(Region outline listing)
▬▬▬▬▬▬
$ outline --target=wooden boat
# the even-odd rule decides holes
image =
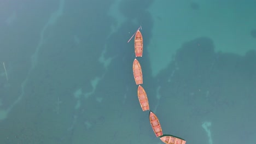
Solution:
[[[156,137],[162,135],[162,128],[158,118],[152,111],[149,112],[149,122]]]
[[[186,141],[184,140],[171,135],[164,135],[160,137],[160,140],[167,144],[186,143]]]
[[[149,105],[148,104],[148,97],[144,88],[139,85],[138,87],[138,98],[139,104],[143,111],[149,110]]]
[[[133,61],[132,70],[133,70],[134,79],[135,80],[136,85],[142,84],[143,83],[143,80],[142,77],[142,71],[141,70],[141,64],[136,58]]]
[[[137,31],[134,39],[134,48],[135,49],[135,56],[142,57],[143,51],[143,39],[139,31]]]

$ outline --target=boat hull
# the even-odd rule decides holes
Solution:
[[[138,98],[139,99],[141,107],[143,111],[149,110],[149,105],[148,104],[148,97],[144,88],[139,85],[138,87]]]
[[[143,83],[143,79],[142,76],[142,70],[141,69],[141,64],[137,59],[135,59],[133,64],[132,65],[132,70],[133,71],[133,76],[136,85],[141,85]]]
[[[185,144],[186,141],[179,137],[170,135],[164,135],[161,136],[160,140],[166,144]]]
[[[156,137],[162,135],[162,128],[158,118],[152,111],[149,112],[149,122]]]
[[[143,39],[139,31],[137,31],[134,39],[135,56],[142,57],[142,52],[143,51]]]

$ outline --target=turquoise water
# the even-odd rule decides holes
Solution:
[[[255,1],[0,2],[0,143],[254,143]]]

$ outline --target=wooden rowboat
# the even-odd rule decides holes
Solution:
[[[139,85],[138,87],[138,98],[139,104],[143,111],[149,110],[149,105],[148,104],[148,97],[144,88]]]
[[[166,144],[186,143],[186,141],[184,140],[171,135],[162,135],[160,137],[160,140]]]
[[[149,122],[156,137],[162,135],[162,128],[158,118],[152,111],[149,112]]]
[[[134,39],[134,48],[135,49],[135,56],[142,57],[143,51],[143,39],[139,31],[137,31]]]
[[[143,83],[143,80],[142,77],[142,71],[141,70],[141,64],[136,58],[133,61],[132,70],[133,70],[134,79],[135,80],[136,85],[142,84]]]

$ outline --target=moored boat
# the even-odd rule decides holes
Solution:
[[[136,85],[141,85],[143,83],[142,77],[142,70],[141,69],[141,64],[137,59],[135,59],[133,64],[132,65],[132,70],[133,71],[134,79]]]
[[[181,138],[171,135],[164,135],[160,137],[160,140],[166,144],[185,144],[186,141]]]
[[[148,97],[145,92],[145,89],[141,86],[138,87],[138,98],[141,108],[143,111],[149,110],[149,105],[148,104]]]
[[[135,49],[135,56],[142,57],[143,51],[143,39],[139,31],[137,31],[134,39],[134,48]]]
[[[149,112],[149,122],[156,137],[162,135],[162,128],[161,128],[159,120],[158,120],[158,118],[152,111]]]

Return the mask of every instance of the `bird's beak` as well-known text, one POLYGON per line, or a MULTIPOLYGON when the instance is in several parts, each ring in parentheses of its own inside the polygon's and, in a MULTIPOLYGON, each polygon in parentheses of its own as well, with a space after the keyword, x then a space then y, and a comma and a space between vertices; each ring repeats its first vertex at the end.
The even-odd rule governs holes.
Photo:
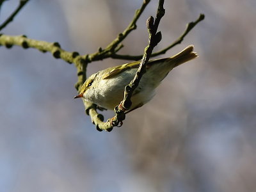
POLYGON ((79 95, 75 96, 75 97, 74 97, 74 99, 80 98, 80 97, 84 97, 83 94, 80 93, 79 95))

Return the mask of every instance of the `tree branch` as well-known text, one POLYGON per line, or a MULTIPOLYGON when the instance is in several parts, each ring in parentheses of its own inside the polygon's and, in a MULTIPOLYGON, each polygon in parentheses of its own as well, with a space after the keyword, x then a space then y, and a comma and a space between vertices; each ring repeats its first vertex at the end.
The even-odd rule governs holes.
MULTIPOLYGON (((19 10, 15 12, 15 13, 13 16, 10 17, 10 19, 8 19, 10 21, 8 21, 6 24, 12 21, 15 15, 19 12, 19 10, 20 10, 28 1, 29 0, 20 1, 20 3, 21 2, 25 2, 25 3, 22 6, 20 5, 20 7, 19 8, 19 10)), ((14 45, 20 46, 24 49, 29 47, 35 48, 43 52, 50 52, 55 58, 61 58, 63 60, 66 61, 69 63, 74 63, 74 65, 77 69, 77 83, 75 85, 77 90, 79 90, 83 83, 86 79, 86 68, 89 63, 94 61, 102 60, 109 57, 113 58, 135 60, 138 60, 142 58, 140 67, 136 76, 129 84, 126 86, 125 88, 124 100, 115 108, 114 111, 116 115, 113 118, 104 122, 103 115, 99 114, 97 111, 97 109, 99 109, 99 107, 94 104, 84 101, 86 113, 91 116, 92 121, 96 125, 97 129, 100 131, 102 130, 111 131, 113 127, 118 126, 119 124, 122 125, 122 120, 125 118, 125 112, 128 110, 131 106, 131 97, 132 92, 137 87, 140 79, 145 72, 145 65, 147 65, 150 56, 156 56, 163 54, 170 48, 180 43, 190 30, 191 30, 198 22, 203 20, 204 17, 204 15, 201 14, 195 22, 192 22, 188 24, 187 28, 179 38, 168 47, 152 54, 154 47, 161 39, 161 32, 156 33, 160 20, 164 14, 164 9, 163 8, 164 0, 159 0, 156 21, 154 22, 154 18, 152 17, 150 17, 147 20, 147 27, 149 33, 148 44, 145 49, 143 56, 125 56, 116 54, 116 52, 123 47, 121 42, 131 31, 136 29, 136 22, 149 2, 150 0, 144 0, 140 9, 136 11, 132 20, 129 24, 127 28, 104 49, 102 50, 102 49, 100 47, 97 52, 90 54, 79 55, 77 52, 71 52, 62 49, 60 44, 58 42, 51 43, 29 39, 25 35, 10 36, 0 34, 0 45, 5 45, 7 48, 11 48, 14 45)))
POLYGON ((154 48, 161 40, 161 32, 157 33, 157 31, 160 20, 165 12, 163 8, 164 2, 164 0, 159 0, 155 22, 154 22, 154 18, 152 16, 147 20, 147 25, 149 33, 148 44, 145 49, 143 56, 134 79, 125 88, 124 100, 121 101, 118 106, 115 108, 115 116, 108 120, 106 123, 104 123, 100 117, 99 116, 99 114, 95 113, 95 108, 92 108, 88 109, 92 122, 96 124, 96 127, 98 130, 111 131, 113 127, 118 126, 119 124, 122 126, 122 121, 125 118, 125 112, 129 110, 132 105, 131 98, 132 95, 132 92, 139 84, 143 74, 146 72, 146 65, 149 60, 154 48))
POLYGON ((104 58, 109 58, 113 54, 116 52, 121 48, 122 48, 123 45, 120 45, 120 43, 132 30, 136 29, 137 26, 136 23, 150 1, 150 0, 143 1, 141 8, 135 11, 135 13, 133 16, 132 20, 126 28, 126 29, 124 29, 122 33, 118 34, 117 37, 115 40, 113 40, 109 45, 108 45, 105 49, 102 49, 101 47, 100 47, 100 51, 97 51, 96 52, 89 54, 89 61, 91 62, 93 61, 98 61, 104 58), (119 49, 116 49, 117 47, 119 49))
MULTIPOLYGON (((160 54, 163 54, 166 52, 167 51, 172 49, 174 46, 177 45, 177 44, 180 44, 185 36, 189 33, 189 31, 201 20, 204 19, 204 15, 200 14, 198 18, 194 22, 191 22, 188 23, 186 26, 185 31, 176 40, 175 40, 172 44, 169 46, 166 47, 166 48, 158 51, 155 52, 151 54, 151 57, 155 57, 159 56, 160 54)), ((118 60, 134 60, 138 61, 143 57, 143 55, 136 55, 136 56, 131 56, 131 55, 123 55, 123 54, 118 54, 116 53, 113 53, 111 58, 113 59, 118 59, 118 60)))
MULTIPOLYGON (((8 18, 0 26, 0 31, 4 28, 10 22, 11 22, 16 15, 20 11, 23 6, 29 1, 29 0, 20 0, 20 4, 15 10, 9 16, 8 18)), ((3 3, 1 2, 1 4, 3 3)))

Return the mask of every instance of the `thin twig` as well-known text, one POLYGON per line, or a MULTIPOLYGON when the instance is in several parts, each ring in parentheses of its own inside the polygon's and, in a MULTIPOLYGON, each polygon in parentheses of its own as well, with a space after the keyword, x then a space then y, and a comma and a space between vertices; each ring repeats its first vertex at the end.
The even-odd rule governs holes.
MULTIPOLYGON (((109 58, 113 53, 117 52, 120 49, 116 49, 116 47, 120 46, 120 44, 127 36, 127 35, 132 31, 136 29, 136 22, 140 18, 142 12, 144 11, 147 5, 149 3, 150 0, 144 0, 143 4, 140 9, 135 11, 132 21, 129 23, 128 26, 124 31, 118 34, 117 37, 113 40, 109 44, 108 44, 105 49, 101 51, 90 54, 88 55, 88 60, 90 61, 97 61, 104 58, 109 58)), ((121 46, 122 48, 123 46, 121 46)))
MULTIPOLYGON (((203 20, 204 19, 204 14, 200 14, 198 17, 198 18, 194 22, 191 22, 188 24, 187 24, 186 28, 185 31, 183 32, 183 33, 179 36, 176 40, 175 40, 172 44, 170 44, 169 46, 166 47, 166 48, 152 53, 151 54, 151 57, 156 57, 157 56, 159 56, 160 54, 163 54, 166 52, 169 49, 172 49, 174 46, 177 45, 177 44, 180 44, 184 37, 188 35, 188 33, 201 20, 203 20)), ((143 55, 136 55, 136 56, 131 56, 131 55, 124 55, 124 54, 118 54, 116 53, 113 53, 111 56, 111 58, 113 59, 118 59, 118 60, 134 60, 134 61, 138 61, 141 59, 143 57, 143 55)))
POLYGON ((14 12, 9 16, 8 18, 0 26, 0 31, 4 28, 10 22, 11 22, 16 15, 20 11, 23 6, 29 1, 29 0, 20 0, 20 4, 14 12))
POLYGON ((129 110, 132 105, 131 98, 132 95, 132 92, 139 84, 142 76, 146 71, 146 65, 149 60, 154 48, 161 40, 161 32, 157 33, 157 31, 160 20, 165 12, 163 8, 164 2, 164 0, 159 0, 155 22, 154 22, 153 17, 150 17, 147 20, 147 25, 149 33, 148 44, 145 49, 143 56, 134 79, 125 88, 124 100, 114 109, 116 113, 115 116, 108 120, 106 123, 103 123, 97 113, 93 114, 95 112, 95 109, 89 109, 89 113, 92 115, 92 121, 96 124, 98 130, 111 131, 113 127, 122 125, 122 121, 125 118, 125 112, 129 110), (93 115, 95 119, 93 118, 93 115))

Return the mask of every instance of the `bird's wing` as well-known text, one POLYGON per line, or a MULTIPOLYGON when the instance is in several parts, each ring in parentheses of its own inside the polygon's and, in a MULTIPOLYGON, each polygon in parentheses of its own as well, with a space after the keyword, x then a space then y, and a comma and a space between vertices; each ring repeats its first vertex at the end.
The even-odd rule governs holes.
MULTIPOLYGON (((148 61, 147 65, 147 68, 148 68, 152 66, 154 63, 156 63, 157 61, 162 61, 160 60, 164 61, 168 58, 164 59, 158 59, 158 60, 153 60, 148 61)), ((132 63, 125 63, 124 65, 121 65, 117 67, 113 67, 109 68, 109 72, 106 73, 103 77, 103 79, 109 79, 115 76, 116 75, 120 74, 120 72, 125 71, 128 69, 133 68, 138 68, 140 66, 140 61, 134 61, 132 63)))

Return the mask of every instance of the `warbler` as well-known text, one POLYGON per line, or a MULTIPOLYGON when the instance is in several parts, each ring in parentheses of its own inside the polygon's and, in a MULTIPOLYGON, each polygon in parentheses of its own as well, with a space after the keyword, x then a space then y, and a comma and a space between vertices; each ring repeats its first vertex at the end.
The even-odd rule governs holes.
MULTIPOLYGON (((156 88, 174 67, 196 58, 193 49, 194 46, 191 45, 172 57, 148 61, 146 72, 132 93, 132 106, 129 111, 150 100, 156 94, 156 88)), ((140 61, 125 63, 92 74, 74 98, 81 97, 100 107, 113 110, 123 100, 124 88, 134 78, 140 63, 140 61)))

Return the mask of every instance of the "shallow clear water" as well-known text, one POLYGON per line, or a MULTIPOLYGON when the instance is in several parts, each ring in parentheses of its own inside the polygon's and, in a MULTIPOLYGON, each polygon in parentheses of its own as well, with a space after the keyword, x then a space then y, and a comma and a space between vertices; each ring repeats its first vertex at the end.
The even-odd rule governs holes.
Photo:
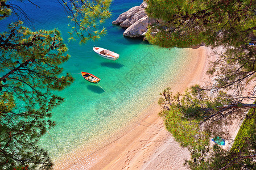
▬▬▬▬▬▬
### To do
Select every line of the listing above that contains the string "wooden", treating case as significant.

### Answer to the problem
$ outline --target=wooden boat
$ outline --target=wooden rowboat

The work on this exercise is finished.